## What is being asked
Please give the listing underneath again, exactly as shown.

....

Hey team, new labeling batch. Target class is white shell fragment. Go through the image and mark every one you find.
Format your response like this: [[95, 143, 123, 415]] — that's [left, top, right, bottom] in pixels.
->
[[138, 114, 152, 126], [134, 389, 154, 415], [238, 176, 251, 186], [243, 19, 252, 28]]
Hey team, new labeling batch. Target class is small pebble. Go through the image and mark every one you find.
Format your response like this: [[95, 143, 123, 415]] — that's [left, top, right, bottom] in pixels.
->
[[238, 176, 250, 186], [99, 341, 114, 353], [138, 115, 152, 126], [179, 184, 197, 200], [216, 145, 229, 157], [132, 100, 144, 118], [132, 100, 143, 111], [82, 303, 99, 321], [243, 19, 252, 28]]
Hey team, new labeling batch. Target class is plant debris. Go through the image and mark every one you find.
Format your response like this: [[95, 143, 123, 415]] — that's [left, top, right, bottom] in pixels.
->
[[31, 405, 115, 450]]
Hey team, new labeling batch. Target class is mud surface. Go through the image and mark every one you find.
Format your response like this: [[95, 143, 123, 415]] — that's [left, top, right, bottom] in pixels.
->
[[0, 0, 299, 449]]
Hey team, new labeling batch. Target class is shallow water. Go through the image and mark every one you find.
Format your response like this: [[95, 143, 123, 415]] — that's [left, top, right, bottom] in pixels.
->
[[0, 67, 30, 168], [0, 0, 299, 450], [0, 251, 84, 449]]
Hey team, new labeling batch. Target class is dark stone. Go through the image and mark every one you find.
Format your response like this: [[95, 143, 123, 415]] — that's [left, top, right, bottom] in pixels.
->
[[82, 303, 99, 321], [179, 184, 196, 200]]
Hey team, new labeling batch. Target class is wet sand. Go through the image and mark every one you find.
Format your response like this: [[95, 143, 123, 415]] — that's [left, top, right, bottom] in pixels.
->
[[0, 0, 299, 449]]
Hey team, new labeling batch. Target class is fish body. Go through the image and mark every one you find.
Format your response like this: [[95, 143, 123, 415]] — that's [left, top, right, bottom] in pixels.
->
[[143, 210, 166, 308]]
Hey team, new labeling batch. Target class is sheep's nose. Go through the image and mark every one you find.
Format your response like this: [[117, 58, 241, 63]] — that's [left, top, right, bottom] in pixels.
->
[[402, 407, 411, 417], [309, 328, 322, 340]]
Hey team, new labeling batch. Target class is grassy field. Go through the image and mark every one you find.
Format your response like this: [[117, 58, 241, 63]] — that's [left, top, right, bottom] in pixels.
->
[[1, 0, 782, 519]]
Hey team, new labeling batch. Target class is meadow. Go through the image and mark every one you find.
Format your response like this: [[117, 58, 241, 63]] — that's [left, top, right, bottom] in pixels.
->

....

## Result
Hey team, new labeling batch. Target class is white shell fragment. Go through the image and mark every one you find.
Format your response like this: [[95, 143, 123, 415]] — that's [left, top, right, bottom] in pixels.
->
[[138, 114, 152, 126], [134, 389, 154, 415], [238, 176, 251, 186], [243, 19, 252, 28]]
Hey team, new labeling batch. Target class is small pebble. Go through the image and mark every one you find.
Format your response like this: [[95, 143, 123, 415]] — that's [left, top, right, bottom] in pixels.
->
[[238, 176, 250, 186], [99, 341, 114, 353], [138, 115, 152, 126], [179, 184, 197, 200], [216, 145, 229, 157], [132, 100, 144, 118], [132, 100, 143, 111], [82, 303, 99, 321], [243, 19, 252, 28]]
Hey team, new labeling batch. Target class is plant debris. Go through the image and mark every one you find.
Format your response like this: [[95, 143, 123, 415]] — that's [left, top, right, bottom] in pixels.
->
[[31, 405, 115, 450]]
Hey team, new labeling batch. Target class is mud surface. Go through the image and mark every one you find.
Format your response like this: [[95, 143, 123, 415]] — that's [left, top, right, bottom] in pixels.
->
[[0, 0, 299, 449]]
Hey team, new labeling batch. Target class is shallow water. Go through the image and mark every one you find.
Format your response like this: [[95, 143, 123, 415]] — that's [left, top, right, bottom] in pixels.
->
[[0, 67, 30, 168], [0, 0, 299, 450], [0, 251, 84, 449]]
Hey team, new labeling batch. Target class is dark stone. Go through the image and mark every one you find.
Format your response like this: [[95, 143, 123, 415]] — that's [left, top, right, bottom] in pixels.
->
[[82, 303, 99, 321], [179, 184, 196, 200]]
Hey team, new labeling batch. Target class is wet sand. Go through the image and mark every one you find.
Format your response like this: [[95, 143, 123, 415]] — that's [left, top, right, bottom] in pixels.
->
[[0, 0, 299, 449]]
Hey team, new labeling batch. Target class is fish body. Go through the image and mark every one you find.
Format your response like this: [[95, 143, 123, 415]] — that's [left, top, right, bottom] in pixels.
->
[[143, 210, 166, 308]]
Hey team, new labeling batch. Target class is sheep's nose. Go through the image and mark every one you find.
Format your response like this: [[117, 58, 241, 63]] — that's [left, top, right, bottom] in pixels.
->
[[402, 407, 411, 417], [309, 328, 322, 340]]
Hey team, new labeling batch. Target class is grassy field. Go through the image and mark every one you find.
Format your response like this: [[117, 58, 241, 63]] — that's [left, top, right, bottom] in pixels.
->
[[1, 0, 782, 519]]
Hey team, new labeling batch. Target class is meadow. Go through the image and mark every one you find.
Format your response like this: [[117, 58, 241, 63]] — that's [left, top, right, bottom] in pixels.
->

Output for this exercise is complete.